--- Start of Source extract ---

Except that would be quite an incorrect way to frame MWI. There is something that is very clearly not explained in the postulates-- why, if the evolution is unitary, do we perceive an eigenvalue whenever we do a measurement? MWI has nothing to say on that issue, it completely punts it.
Where the heck did you get that idea? :confused: Well, maybe I should ask first what you actually mean by your question.

We, of course, don't "perceive an eigenvalue"; we perceive experimental outcomes and consistency of observations. You already agreed that this is consistent with mixed states without insisting on any sort of objective collapse.

The starting point of MWI is that entirely through unitary evolution (two subsystems becoming entangled, and jointly decohering), a mixed state can be produced. Suitable entanglements wold be called measurements, and the decoherence ensures that (for all practical purposes) this description remains stable and reproduces the classical picture.
 
  • #487
Ken G said:
I'm talking about the philosophical bent that motivates CI and MWI, which has nothing to do with anything you are saying right now.
It looked like you were trying to find classical analogies to the details of the interpretation, rather than saying anything on topic about the philosophies. :-p And as I was trying to point out, it is far too soon in your hypothetical for such questions to be seriously considered.

The philosophical bent that motivates my preference for MWI (for me, anyways) is that science is the best way we have for "understanding how the universe behaves". So long as science gives right answers, when science and intuition conflict, science wins. One should disdain the idea of contorting science to conform to one's intuition, philosophy, or prior knowledge.

That's what kills CI for me -- it forces the science through contortions. Among the various variations, the worst contortion is "oh, QM isn't telling us about how the universe behaves. It's just telling us how to manipulate our information." I say it's the worst, because even when taken at face value, it actively opposes the idea that science is the best way we have for "understanding how the universe behaves." But in practice, it's not meant as face value and is really being used to rationalize not thinking about questions of interpretation rather than being used in a constructive manner.

--- End of Source extract ---

• _Directives_:
1) Please convert the polygon-outline rows below into a JSON list of strings, one string per line, with blank lines omitted and the picture left out.
2) Carry on the many-worlds discussion past its final sentence.

--- Start of Source data ---

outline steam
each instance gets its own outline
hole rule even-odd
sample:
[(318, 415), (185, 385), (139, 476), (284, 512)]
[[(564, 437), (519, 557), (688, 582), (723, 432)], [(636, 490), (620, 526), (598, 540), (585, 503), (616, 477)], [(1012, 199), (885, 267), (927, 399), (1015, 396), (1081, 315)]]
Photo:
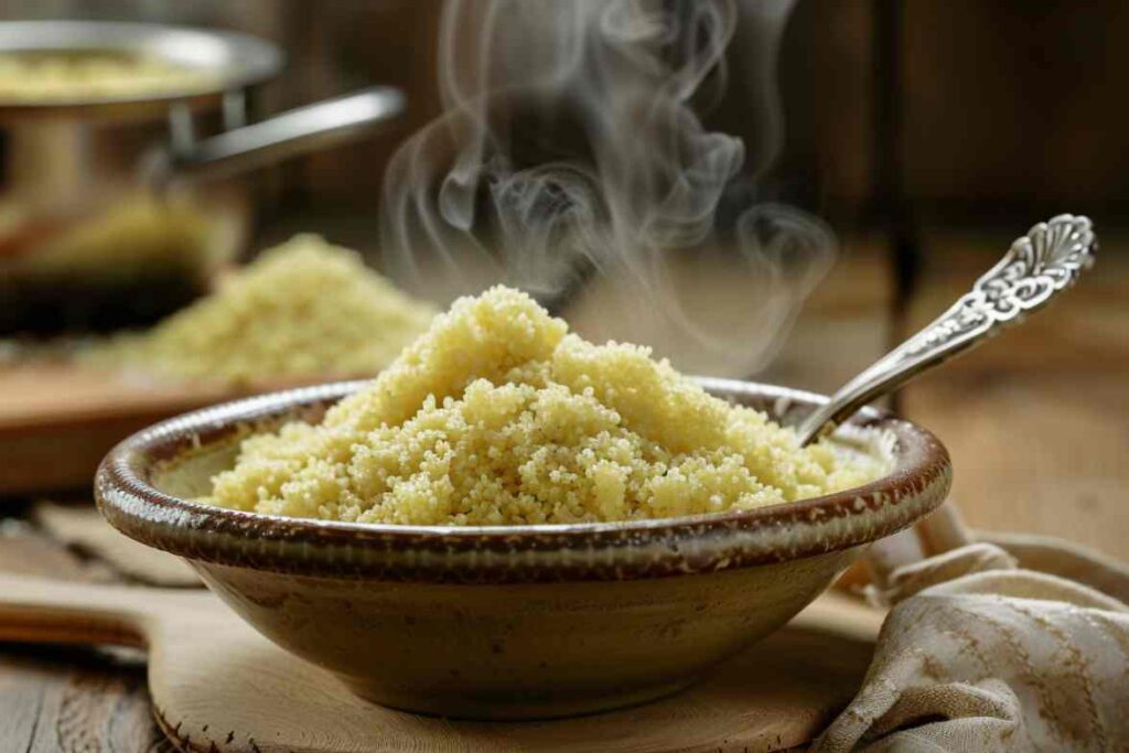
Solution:
[[(385, 178), (386, 271), (436, 300), (506, 282), (588, 338), (650, 344), (682, 368), (763, 367), (834, 255), (796, 209), (752, 203), (728, 227), (718, 211), (779, 149), (791, 2), (448, 0), (444, 114)], [(756, 47), (747, 160), (698, 115), (725, 89), (738, 27)]]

--- End of Source data ---

• _Responses to the exercise_:
1)
[
  "outline steam",
  "each instance gets its own outline",
  "hole rule even-odd",
  "sample:",
  "[(318, 415), (185, 385), (139, 476), (284, 512)]",
  "[[(564, 437), (519, 557), (688, 582), (723, 432)], [(636, 490), (620, 526), (598, 540), (585, 503), (616, 477)], [(1012, 199), (885, 267), (927, 399), (1015, 396), (1081, 315)]]",
  "Photo:",
  "Solution:",
  "[[(385, 178), (386, 271), (436, 300), (506, 282), (588, 338), (650, 344), (682, 368), (763, 367), (834, 255), (796, 209), (752, 203), (728, 227), (718, 211), (779, 149), (791, 2), (448, 0), (444, 114)], [(756, 47), (747, 160), (698, 115), (725, 89), (738, 27)]]"
]

2)
What's an example of it being used in a constructive manner? I mentioned earlier the idea that (in classical mechanics) if we take physical propositions and the logical inferences we can make with them to be the important thing, this leads directly to the idea of setting up a mathematical universe* whose truth values are subsets of phase space.

I asked on math overflow if there were any corresponding notions for quantum mechanics. The answers were interesting, although I haven't really digested them yet. :frown:


*: Meant in the sense of "collection of mathematical objects satisfying the axioms of set theory" rather than "things that are real"
 
  • #488
Hurkyl said:
Where the heck did you get that idea? :confused: Well, maybe I should ask first what you actually mean by your question.
You didn't answer the first question, about MUH.
We, of course, don't "perceive an eigenvalue"; we perceive experimental outcomes and consistency of observations.
I would agree that is pretty obvious. Yet those outcomes are designated by what name in the theory of quantum mechanics? Eigenvalues. This hardly seems controversial.
You already agreed that this is consistent with mixed states without insisting on any sort of objective collapse.
Yes, it is consistent with mixed states, but we can still admit that we have a perception there, can we not? Can we not even agree that when you read a dial on a measuring device that you are perceiving something? And that something is called an eigenvalue of the operator?
The starting point of MWI is that entirely through unitary evolution (two subsystems becoming entangled, and jointly decohering), a mixed state can be produced.
Actually, that is the ending point of the theory of quantum mechanics. The starting point of MWI is what to make of that mixed state.
 
  • #489
Hurkyl said:
What's an example of it being used in a constructive manner?

Is ANY _pure_ interpretation supposed to be constructive?

I for one has said I think that the interesting things is where we try to extend current theory, and interpretations just show us directions.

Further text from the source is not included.